_Quoted passage_:
^^^^^^^^^^^^^^^^

Basing off TF-Agents [abstract base class](https://www.tensorflow.org/agents/api_docs/python/tf_agents/agents/TFAgent). Also using [PPOAgent code](https://github.com/tensorflow/agents/blob/v0.6.0/tf_agents/agents/ppo/ppo_agent.py#L746).

## Collect some experience from the environment

The following collects experience by interacting with the environment. Right now it's really slow, so I'm using `%%time` to time the code and `%%prun` to profile the code and see where the slow-downs are happening.

It runs 100 timesteps in 3.5s. 1000 timesteps in 86s. Gets much slower the longer you run it.

- [ ] rewrite actor/critic so they can take lstm state as input and return final lstm state as output

All the data should have dimensions `batch_size * [other dims]`, shouldn't just be `batch_size`.

^^^^^^^^^^^^^^^^

Entries from an annotation dataset
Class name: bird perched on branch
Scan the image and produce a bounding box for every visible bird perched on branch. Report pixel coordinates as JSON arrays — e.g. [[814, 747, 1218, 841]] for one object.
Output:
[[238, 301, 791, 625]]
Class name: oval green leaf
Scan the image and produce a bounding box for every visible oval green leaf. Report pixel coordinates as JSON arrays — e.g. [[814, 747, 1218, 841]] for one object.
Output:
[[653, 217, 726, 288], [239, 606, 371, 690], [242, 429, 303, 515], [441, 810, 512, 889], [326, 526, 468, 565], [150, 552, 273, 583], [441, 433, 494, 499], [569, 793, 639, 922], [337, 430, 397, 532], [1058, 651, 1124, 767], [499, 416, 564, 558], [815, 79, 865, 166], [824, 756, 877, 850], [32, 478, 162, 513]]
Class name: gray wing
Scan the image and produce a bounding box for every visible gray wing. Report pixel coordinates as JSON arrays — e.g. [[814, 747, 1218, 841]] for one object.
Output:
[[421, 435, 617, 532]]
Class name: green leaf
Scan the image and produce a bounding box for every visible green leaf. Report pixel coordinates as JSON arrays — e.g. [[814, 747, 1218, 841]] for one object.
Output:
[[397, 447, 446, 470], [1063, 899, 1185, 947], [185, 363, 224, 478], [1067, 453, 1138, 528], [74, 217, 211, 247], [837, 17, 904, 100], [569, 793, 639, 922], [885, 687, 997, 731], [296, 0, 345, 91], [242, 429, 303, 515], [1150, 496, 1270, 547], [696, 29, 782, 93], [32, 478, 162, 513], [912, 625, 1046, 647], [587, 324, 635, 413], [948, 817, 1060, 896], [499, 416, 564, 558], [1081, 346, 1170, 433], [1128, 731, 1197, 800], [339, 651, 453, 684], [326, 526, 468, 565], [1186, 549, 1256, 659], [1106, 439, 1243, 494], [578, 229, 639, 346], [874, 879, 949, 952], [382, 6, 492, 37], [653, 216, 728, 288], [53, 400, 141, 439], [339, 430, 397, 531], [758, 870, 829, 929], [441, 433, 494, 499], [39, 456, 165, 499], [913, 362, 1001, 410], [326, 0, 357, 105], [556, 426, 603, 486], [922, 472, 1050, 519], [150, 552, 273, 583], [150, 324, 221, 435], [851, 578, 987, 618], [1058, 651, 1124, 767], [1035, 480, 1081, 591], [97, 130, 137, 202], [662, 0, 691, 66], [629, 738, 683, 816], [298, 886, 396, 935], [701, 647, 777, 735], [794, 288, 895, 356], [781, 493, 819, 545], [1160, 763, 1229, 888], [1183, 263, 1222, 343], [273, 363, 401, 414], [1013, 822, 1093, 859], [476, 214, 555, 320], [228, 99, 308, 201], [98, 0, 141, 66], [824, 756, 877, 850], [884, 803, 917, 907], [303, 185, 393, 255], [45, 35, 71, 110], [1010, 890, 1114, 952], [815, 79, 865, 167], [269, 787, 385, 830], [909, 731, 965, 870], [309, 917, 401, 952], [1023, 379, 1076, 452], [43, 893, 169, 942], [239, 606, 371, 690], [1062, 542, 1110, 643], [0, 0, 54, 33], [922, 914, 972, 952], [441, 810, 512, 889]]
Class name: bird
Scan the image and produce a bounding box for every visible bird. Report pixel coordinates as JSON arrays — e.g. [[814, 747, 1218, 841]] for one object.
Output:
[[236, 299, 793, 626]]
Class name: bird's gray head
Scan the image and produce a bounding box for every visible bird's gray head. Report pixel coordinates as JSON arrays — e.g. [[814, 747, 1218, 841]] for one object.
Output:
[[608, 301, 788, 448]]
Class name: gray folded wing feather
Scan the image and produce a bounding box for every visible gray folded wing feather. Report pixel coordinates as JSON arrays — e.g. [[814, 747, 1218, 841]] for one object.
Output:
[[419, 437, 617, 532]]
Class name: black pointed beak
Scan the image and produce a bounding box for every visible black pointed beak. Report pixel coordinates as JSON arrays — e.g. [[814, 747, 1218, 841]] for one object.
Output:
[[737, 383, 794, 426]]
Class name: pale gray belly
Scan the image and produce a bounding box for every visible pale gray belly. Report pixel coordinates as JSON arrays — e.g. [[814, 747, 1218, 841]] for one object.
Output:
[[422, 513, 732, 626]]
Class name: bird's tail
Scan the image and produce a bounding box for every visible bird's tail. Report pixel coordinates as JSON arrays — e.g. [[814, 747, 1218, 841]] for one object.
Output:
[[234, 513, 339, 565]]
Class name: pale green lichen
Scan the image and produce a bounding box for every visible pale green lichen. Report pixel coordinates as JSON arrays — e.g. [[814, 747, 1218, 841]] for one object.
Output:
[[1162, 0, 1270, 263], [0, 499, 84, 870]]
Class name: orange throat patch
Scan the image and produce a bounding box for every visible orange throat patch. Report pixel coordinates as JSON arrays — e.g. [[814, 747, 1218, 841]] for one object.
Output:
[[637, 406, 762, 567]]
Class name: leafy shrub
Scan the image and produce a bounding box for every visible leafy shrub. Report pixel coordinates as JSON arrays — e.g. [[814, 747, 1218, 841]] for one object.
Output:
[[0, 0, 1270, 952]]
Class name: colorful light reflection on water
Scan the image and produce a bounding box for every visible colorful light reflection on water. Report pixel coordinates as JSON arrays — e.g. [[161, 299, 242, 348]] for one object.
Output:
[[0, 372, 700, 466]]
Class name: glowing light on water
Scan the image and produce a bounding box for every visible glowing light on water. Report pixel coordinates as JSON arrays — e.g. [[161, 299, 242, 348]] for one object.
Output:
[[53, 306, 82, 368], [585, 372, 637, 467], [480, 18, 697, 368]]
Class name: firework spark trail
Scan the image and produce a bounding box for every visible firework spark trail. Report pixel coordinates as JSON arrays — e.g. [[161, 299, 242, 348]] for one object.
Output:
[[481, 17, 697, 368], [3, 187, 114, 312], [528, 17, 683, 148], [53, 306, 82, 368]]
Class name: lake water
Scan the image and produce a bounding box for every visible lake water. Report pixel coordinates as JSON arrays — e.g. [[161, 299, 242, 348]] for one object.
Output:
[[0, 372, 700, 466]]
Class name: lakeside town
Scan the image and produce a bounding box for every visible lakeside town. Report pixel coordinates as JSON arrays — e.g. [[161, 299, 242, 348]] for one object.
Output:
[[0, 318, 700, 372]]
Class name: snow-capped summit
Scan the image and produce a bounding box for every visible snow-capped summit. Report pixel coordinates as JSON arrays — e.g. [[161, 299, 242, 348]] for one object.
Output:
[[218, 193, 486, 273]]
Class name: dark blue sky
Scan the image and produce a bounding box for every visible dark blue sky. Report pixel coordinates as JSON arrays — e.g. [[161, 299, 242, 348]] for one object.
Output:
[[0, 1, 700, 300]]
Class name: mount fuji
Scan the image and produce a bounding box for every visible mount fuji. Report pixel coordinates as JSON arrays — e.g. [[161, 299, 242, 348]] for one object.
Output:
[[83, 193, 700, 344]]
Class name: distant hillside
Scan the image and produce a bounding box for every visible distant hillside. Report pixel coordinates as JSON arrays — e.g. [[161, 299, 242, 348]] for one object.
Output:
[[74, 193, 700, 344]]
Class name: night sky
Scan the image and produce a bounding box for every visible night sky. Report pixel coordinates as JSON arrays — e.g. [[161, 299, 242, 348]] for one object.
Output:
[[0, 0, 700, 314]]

^^^^^^^^^^^^^^^^

_Problem requirements_: In the experience-collection notes, reproduce the passage that begins at the words "## Collect some" and stops after "slow-downs are happening.".

_Solution to the exercise_:
## Collect some experience from the environment

The following collects experience by interacting with the environment. Right now it's really slow, so I'm using `%%time` to time the code and `%%prun` to profile the code and see where the slow-downs are happening.